PROMPT
Leave out every picture, then transcribe the rest of the listing exactly.

START RECORDS FOR THE TASK

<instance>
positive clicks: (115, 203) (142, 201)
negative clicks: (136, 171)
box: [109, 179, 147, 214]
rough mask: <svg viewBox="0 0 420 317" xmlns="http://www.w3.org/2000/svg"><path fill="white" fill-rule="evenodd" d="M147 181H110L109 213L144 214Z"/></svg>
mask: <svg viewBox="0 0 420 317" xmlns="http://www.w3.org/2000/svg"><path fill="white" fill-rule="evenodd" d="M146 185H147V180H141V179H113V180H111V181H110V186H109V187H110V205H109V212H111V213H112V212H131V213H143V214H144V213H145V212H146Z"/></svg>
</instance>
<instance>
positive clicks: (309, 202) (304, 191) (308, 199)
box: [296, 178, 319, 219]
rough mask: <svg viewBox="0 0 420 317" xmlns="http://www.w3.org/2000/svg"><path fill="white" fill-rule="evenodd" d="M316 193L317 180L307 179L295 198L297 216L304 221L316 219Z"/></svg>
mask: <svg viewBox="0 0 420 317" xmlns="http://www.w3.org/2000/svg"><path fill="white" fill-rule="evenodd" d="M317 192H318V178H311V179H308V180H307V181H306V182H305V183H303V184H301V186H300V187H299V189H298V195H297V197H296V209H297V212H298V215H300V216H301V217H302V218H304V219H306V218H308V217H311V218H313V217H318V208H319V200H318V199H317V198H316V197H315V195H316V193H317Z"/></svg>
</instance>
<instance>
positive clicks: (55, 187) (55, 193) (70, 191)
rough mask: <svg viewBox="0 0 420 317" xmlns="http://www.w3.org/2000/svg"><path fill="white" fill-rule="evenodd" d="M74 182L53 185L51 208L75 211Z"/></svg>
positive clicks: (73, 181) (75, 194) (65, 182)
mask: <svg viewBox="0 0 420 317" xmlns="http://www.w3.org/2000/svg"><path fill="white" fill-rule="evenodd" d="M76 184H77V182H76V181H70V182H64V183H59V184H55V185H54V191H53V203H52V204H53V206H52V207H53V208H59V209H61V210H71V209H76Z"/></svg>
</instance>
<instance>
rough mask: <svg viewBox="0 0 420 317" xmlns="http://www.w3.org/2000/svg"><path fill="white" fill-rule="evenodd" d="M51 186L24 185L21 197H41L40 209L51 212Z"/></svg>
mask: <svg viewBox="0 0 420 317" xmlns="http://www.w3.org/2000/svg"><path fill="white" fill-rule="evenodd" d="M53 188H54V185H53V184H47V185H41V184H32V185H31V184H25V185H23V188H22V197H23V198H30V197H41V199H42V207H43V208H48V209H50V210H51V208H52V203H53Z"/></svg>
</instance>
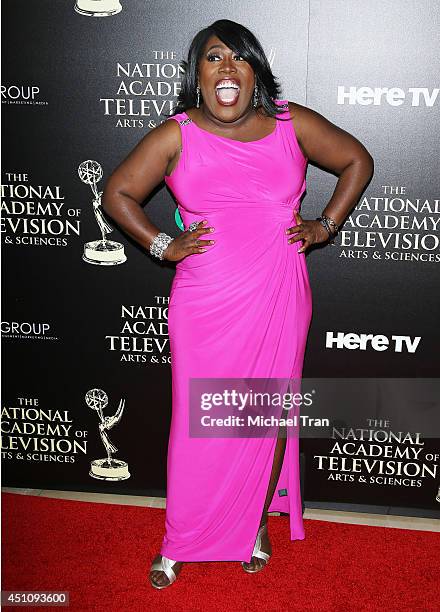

END RECORDS FOR THE TASK

RESPONSE
<instance>
positive clicks: (115, 203) (142, 201)
negative clicks: (136, 171)
box: [109, 179, 147, 214]
rough mask: <svg viewBox="0 0 420 317" xmlns="http://www.w3.org/2000/svg"><path fill="white" fill-rule="evenodd" d="M147 181H110L109 213L144 214Z"/></svg>
mask: <svg viewBox="0 0 420 317" xmlns="http://www.w3.org/2000/svg"><path fill="white" fill-rule="evenodd" d="M146 185H147V180H141V179H113V180H111V181H110V186H109V187H110V205H109V212H111V213H112V212H131V213H143V214H144V213H145V212H146Z"/></svg>
</instance>
<instance>
positive clicks: (309, 202) (304, 191) (308, 199)
box: [296, 178, 319, 219]
rough mask: <svg viewBox="0 0 420 317" xmlns="http://www.w3.org/2000/svg"><path fill="white" fill-rule="evenodd" d="M316 193L317 180L307 179L295 198L297 216L304 221L316 219Z"/></svg>
mask: <svg viewBox="0 0 420 317" xmlns="http://www.w3.org/2000/svg"><path fill="white" fill-rule="evenodd" d="M317 192H318V178H311V179H308V180H307V181H306V182H305V183H303V184H301V186H300V187H299V189H298V195H297V197H296V209H297V212H298V215H300V216H301V217H302V218H304V219H306V218H308V217H311V218H313V217H318V208H319V200H318V199H317V198H316V197H315V195H316V193H317Z"/></svg>
</instance>
<instance>
positive clicks: (55, 187) (55, 193) (70, 191)
rough mask: <svg viewBox="0 0 420 317" xmlns="http://www.w3.org/2000/svg"><path fill="white" fill-rule="evenodd" d="M74 182L53 185L51 208L75 211Z"/></svg>
positive clicks: (73, 181) (75, 194) (65, 182)
mask: <svg viewBox="0 0 420 317" xmlns="http://www.w3.org/2000/svg"><path fill="white" fill-rule="evenodd" d="M76 184H77V182H76V181H70V182H64V183H59V184H55V185H54V191H53V203H52V204H53V206H52V207H53V208H59V209H61V210H71V209H76Z"/></svg>
</instance>
<instance>
rough mask: <svg viewBox="0 0 420 317" xmlns="http://www.w3.org/2000/svg"><path fill="white" fill-rule="evenodd" d="M51 186L24 185L21 197H41L40 209L51 212Z"/></svg>
mask: <svg viewBox="0 0 420 317" xmlns="http://www.w3.org/2000/svg"><path fill="white" fill-rule="evenodd" d="M53 188H54V185H53V184H47V185H41V184H32V185H31V184H25V185H23V188H22V197H23V198H30V197H41V199H42V207H43V208H48V209H50V210H51V208H52V203H53Z"/></svg>
</instance>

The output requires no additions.